*** Opening Material for the task ***

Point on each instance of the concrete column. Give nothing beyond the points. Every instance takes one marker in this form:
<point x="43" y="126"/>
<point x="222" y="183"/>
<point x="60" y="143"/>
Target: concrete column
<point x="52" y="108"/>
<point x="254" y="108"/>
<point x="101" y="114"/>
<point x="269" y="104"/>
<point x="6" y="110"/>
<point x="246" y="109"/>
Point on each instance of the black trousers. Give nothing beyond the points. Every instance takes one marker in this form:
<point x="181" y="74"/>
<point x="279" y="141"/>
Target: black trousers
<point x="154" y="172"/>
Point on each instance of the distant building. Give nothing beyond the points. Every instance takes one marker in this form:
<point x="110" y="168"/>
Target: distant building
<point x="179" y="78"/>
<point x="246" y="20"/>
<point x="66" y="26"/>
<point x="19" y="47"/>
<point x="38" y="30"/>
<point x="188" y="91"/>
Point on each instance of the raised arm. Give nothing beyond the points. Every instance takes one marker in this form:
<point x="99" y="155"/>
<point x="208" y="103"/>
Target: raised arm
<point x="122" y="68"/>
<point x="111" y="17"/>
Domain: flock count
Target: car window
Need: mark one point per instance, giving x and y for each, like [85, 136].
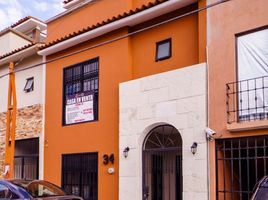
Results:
[4, 192]
[262, 194]
[44, 189]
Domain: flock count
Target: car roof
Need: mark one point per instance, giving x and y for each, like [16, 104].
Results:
[264, 182]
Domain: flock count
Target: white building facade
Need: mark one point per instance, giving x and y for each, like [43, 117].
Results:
[161, 117]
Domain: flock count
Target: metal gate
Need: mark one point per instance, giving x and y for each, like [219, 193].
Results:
[162, 164]
[240, 163]
[80, 175]
[26, 160]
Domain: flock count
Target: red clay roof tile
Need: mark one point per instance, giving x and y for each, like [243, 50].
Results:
[114, 18]
[67, 1]
[20, 22]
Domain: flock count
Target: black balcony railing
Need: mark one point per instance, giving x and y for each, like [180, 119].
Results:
[247, 100]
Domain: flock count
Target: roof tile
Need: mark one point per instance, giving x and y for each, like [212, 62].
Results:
[17, 50]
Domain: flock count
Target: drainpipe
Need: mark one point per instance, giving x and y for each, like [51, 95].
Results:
[208, 160]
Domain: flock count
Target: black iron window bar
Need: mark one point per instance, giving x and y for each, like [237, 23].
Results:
[240, 164]
[82, 77]
[247, 100]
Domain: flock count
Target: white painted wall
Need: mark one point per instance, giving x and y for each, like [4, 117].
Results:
[23, 99]
[177, 98]
[11, 41]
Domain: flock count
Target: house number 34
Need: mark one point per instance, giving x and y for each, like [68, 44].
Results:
[108, 159]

*** Closing Material for the task ***

- What you need to do -
Which lines in the records above contain the word "tile"? Return each of them.

- Written response -
Target: red clay roof tile
Target: roof tile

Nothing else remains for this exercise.